- **Aim of the exercise**
Report every line from the following entries that contains the string "instance".

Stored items
□ □ □

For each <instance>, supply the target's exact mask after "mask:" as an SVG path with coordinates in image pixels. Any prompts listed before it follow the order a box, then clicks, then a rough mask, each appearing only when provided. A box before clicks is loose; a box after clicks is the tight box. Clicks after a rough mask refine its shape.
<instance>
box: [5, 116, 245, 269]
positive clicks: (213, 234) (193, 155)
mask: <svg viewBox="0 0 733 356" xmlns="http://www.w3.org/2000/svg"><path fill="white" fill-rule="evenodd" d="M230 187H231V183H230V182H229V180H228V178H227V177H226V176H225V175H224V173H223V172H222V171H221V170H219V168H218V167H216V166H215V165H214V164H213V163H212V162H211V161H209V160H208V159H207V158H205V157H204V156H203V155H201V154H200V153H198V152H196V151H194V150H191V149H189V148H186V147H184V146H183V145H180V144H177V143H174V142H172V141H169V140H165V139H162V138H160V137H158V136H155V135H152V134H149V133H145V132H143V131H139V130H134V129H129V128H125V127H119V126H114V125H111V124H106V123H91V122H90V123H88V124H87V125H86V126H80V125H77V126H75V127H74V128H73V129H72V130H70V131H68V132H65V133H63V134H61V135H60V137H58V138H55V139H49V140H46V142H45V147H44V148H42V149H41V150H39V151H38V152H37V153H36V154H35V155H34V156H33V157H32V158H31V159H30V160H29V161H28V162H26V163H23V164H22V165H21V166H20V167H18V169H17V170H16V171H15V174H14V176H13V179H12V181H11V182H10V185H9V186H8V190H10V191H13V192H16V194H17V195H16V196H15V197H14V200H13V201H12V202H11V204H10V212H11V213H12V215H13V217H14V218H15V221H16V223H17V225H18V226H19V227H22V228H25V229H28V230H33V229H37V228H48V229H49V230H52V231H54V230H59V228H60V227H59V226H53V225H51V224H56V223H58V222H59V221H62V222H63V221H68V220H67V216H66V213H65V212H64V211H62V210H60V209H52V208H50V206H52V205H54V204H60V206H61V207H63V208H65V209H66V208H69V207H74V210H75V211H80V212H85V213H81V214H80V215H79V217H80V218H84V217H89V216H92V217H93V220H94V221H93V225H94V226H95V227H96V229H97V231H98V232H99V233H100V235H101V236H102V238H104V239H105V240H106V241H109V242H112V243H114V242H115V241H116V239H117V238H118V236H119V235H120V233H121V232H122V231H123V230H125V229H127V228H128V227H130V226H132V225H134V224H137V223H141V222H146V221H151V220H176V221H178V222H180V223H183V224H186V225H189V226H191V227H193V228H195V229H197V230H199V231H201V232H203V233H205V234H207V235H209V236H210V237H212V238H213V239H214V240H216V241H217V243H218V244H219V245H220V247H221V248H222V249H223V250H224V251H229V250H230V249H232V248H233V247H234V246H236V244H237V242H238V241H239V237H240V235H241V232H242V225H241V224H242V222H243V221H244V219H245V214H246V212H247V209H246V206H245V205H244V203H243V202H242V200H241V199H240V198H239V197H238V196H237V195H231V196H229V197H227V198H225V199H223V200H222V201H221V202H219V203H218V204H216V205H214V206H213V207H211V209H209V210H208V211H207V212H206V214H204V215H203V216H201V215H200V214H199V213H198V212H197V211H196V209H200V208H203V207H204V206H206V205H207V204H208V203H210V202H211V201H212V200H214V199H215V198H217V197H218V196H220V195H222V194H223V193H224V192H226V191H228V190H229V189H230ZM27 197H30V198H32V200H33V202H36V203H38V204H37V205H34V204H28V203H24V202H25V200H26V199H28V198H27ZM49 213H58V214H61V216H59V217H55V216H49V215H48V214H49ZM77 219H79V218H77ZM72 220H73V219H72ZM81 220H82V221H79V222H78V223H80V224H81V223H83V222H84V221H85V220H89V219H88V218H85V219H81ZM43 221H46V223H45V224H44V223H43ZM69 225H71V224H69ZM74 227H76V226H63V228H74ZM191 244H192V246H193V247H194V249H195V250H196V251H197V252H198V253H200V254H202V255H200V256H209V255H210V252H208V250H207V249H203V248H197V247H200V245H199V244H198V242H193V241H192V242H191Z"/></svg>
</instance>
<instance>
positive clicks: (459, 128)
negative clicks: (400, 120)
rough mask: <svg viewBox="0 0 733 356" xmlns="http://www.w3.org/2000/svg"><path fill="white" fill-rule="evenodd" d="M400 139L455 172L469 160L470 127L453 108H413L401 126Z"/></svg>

□ □ □

- **Answer to the exercise**
For each <instance>, supply the target's exact mask after "mask:" as an SVG path with coordinates in image pixels. Any prompts listed before it follow the order a box, then clicks, then a rough mask, each appearing only when provided. A box before clicks is loose; a box after clicks is the tight box. Clicks after a rough mask refine its shape.
<instance>
</instance>
<instance>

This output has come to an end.